**WORK TO DO**
Locate each line in the records below that contains the string "dark" and copy it in full. Treat uppercase and lowercase letters as different.
**** PROVIDED INFORMATION
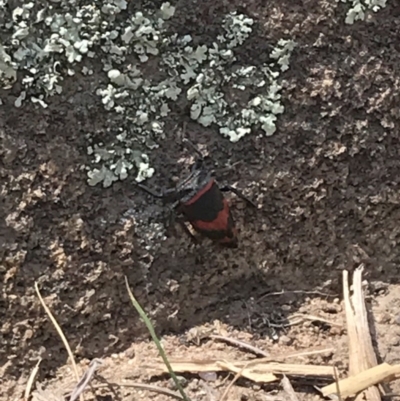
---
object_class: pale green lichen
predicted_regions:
[0,0,294,187]
[337,0,387,25]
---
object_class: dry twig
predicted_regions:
[281,375,299,401]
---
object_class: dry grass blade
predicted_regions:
[321,265,382,401]
[321,363,400,400]
[94,381,184,400]
[210,334,269,358]
[24,358,42,401]
[281,376,299,401]
[219,365,247,401]
[69,359,103,401]
[35,282,83,401]
[146,358,333,383]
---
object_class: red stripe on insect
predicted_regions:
[190,199,229,231]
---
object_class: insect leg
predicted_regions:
[219,185,258,209]
[136,184,176,199]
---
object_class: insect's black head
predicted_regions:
[176,160,212,203]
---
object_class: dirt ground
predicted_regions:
[0,0,400,401]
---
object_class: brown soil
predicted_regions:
[0,0,400,401]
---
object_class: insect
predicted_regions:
[137,138,257,248]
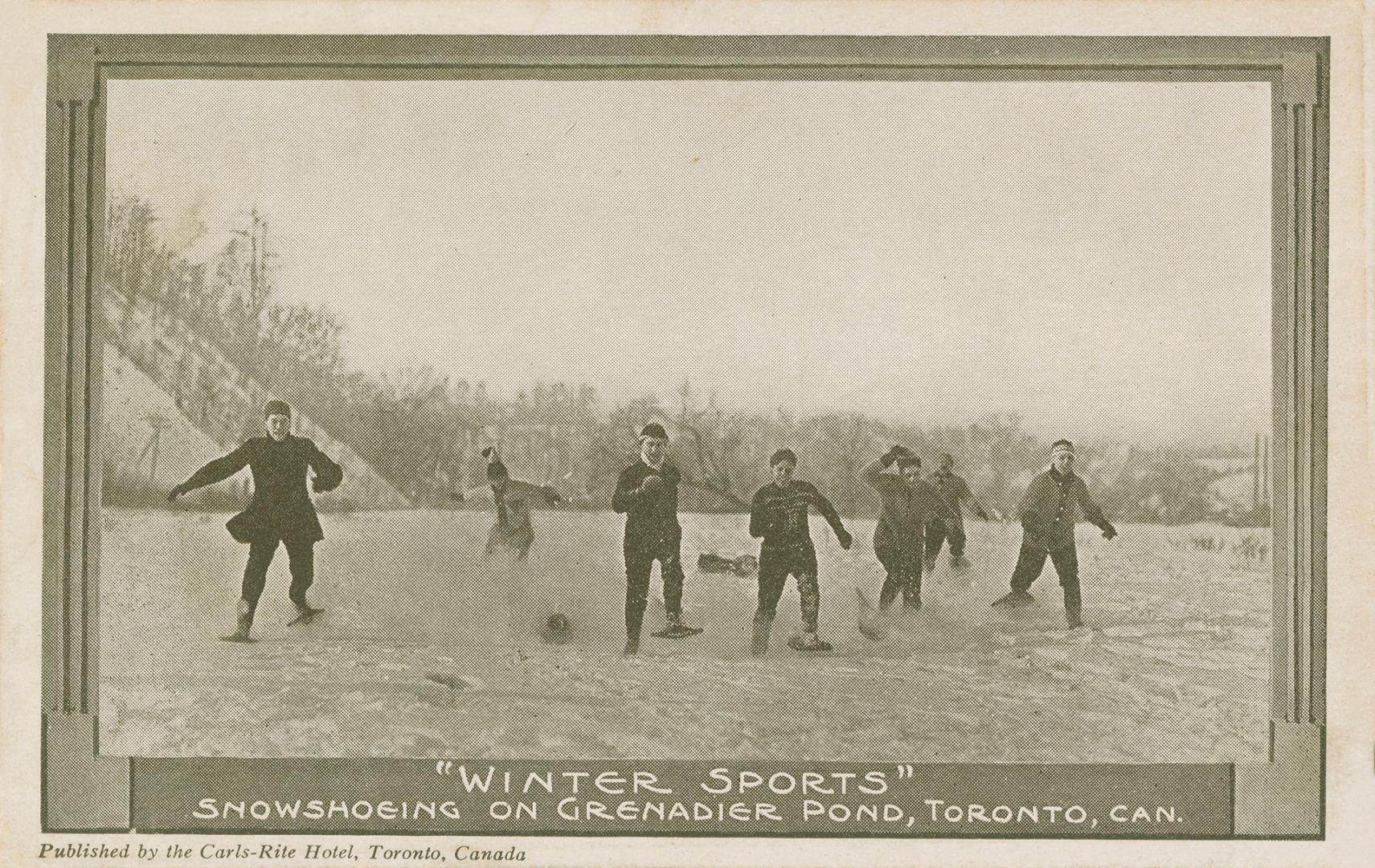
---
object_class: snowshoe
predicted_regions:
[650,623,702,638]
[539,613,573,645]
[992,590,1035,607]
[286,605,325,627]
[788,636,832,653]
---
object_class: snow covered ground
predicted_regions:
[100,510,1271,762]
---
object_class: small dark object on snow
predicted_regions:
[992,590,1035,608]
[286,605,325,627]
[539,612,573,645]
[650,624,702,638]
[697,555,759,576]
[788,636,830,653]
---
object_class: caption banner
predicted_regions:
[131,758,1232,837]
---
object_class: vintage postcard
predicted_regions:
[2,4,1375,866]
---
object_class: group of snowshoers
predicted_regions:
[168,400,1116,655]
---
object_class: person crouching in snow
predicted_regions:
[992,440,1116,628]
[749,448,853,656]
[467,447,564,560]
[168,400,344,642]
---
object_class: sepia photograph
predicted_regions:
[99,80,1273,762]
[16,22,1347,847]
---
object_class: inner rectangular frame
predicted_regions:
[43,35,1330,837]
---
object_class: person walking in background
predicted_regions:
[859,446,954,611]
[749,448,853,655]
[924,452,988,575]
[992,440,1116,628]
[168,400,344,642]
[611,422,702,655]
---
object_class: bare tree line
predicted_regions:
[103,191,1269,526]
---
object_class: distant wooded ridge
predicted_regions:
[100,191,1271,526]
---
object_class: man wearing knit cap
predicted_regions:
[859,446,954,611]
[926,452,988,575]
[992,440,1116,628]
[749,448,851,656]
[611,422,702,655]
[168,400,344,642]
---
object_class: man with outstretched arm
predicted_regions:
[926,452,988,575]
[168,400,344,642]
[749,448,851,656]
[611,422,702,655]
[992,440,1116,628]
[859,446,953,611]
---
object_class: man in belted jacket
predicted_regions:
[859,446,954,609]
[992,440,1116,627]
[168,400,344,642]
[611,422,702,655]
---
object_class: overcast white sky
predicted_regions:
[107,81,1271,440]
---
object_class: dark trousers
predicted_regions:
[755,549,820,633]
[626,541,683,638]
[927,518,964,568]
[243,539,315,611]
[1012,539,1079,612]
[874,542,921,609]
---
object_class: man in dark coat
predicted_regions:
[168,400,344,642]
[926,454,988,574]
[992,440,1116,628]
[749,448,851,656]
[859,446,953,611]
[611,422,702,655]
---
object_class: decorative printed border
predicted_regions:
[43,35,1330,837]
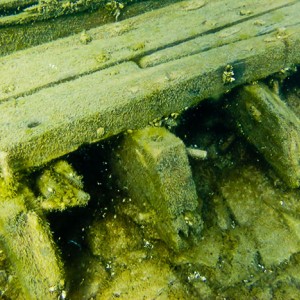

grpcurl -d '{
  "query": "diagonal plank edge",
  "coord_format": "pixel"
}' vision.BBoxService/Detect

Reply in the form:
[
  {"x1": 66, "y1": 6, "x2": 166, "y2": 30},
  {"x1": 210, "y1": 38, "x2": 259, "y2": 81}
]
[{"x1": 0, "y1": 0, "x2": 300, "y2": 179}]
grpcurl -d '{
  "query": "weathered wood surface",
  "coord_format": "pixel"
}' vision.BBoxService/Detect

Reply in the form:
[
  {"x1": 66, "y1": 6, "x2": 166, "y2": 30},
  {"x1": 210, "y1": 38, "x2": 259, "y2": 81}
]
[
  {"x1": 0, "y1": 0, "x2": 300, "y2": 178},
  {"x1": 228, "y1": 84, "x2": 300, "y2": 188}
]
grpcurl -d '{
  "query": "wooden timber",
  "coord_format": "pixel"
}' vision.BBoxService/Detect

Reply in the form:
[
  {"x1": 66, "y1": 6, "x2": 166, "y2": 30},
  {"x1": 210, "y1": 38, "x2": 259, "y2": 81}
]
[{"x1": 0, "y1": 0, "x2": 300, "y2": 179}]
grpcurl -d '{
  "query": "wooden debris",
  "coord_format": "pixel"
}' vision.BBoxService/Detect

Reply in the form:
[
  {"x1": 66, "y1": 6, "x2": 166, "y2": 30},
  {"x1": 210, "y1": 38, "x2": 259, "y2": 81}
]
[
  {"x1": 229, "y1": 84, "x2": 300, "y2": 187},
  {"x1": 114, "y1": 127, "x2": 202, "y2": 250}
]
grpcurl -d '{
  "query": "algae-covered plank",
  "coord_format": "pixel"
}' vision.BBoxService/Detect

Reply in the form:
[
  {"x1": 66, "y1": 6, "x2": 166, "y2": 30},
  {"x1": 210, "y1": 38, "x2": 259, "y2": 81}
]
[
  {"x1": 229, "y1": 84, "x2": 300, "y2": 187},
  {"x1": 139, "y1": 2, "x2": 300, "y2": 68},
  {"x1": 0, "y1": 30, "x2": 298, "y2": 177},
  {"x1": 0, "y1": 1, "x2": 300, "y2": 178},
  {"x1": 0, "y1": 0, "x2": 296, "y2": 102}
]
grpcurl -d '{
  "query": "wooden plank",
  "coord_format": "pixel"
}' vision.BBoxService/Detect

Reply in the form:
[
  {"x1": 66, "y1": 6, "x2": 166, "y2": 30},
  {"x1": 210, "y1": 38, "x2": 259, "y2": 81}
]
[
  {"x1": 0, "y1": 0, "x2": 300, "y2": 178},
  {"x1": 0, "y1": 0, "x2": 299, "y2": 101}
]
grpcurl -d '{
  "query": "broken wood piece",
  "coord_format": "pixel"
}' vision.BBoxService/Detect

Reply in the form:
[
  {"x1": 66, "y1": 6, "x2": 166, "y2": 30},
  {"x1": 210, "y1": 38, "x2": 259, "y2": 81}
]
[
  {"x1": 113, "y1": 127, "x2": 202, "y2": 250},
  {"x1": 229, "y1": 83, "x2": 300, "y2": 188},
  {"x1": 0, "y1": 180, "x2": 66, "y2": 300}
]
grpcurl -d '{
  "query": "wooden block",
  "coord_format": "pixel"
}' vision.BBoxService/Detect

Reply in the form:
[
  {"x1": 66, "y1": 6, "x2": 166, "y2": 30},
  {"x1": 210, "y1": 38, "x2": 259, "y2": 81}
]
[
  {"x1": 0, "y1": 180, "x2": 65, "y2": 300},
  {"x1": 114, "y1": 127, "x2": 202, "y2": 250},
  {"x1": 229, "y1": 84, "x2": 300, "y2": 187}
]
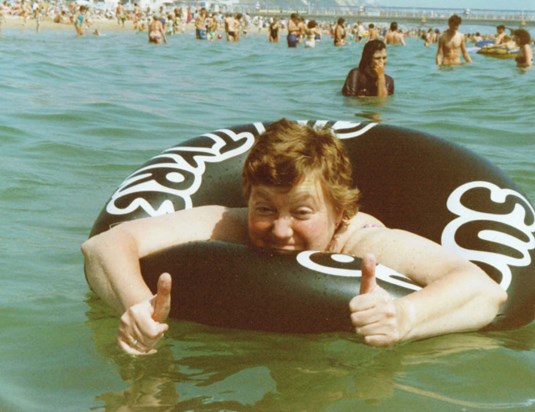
********
**RESULT**
object_class: small dark object on snow
object_class: dark trousers
object_class: man in dark coat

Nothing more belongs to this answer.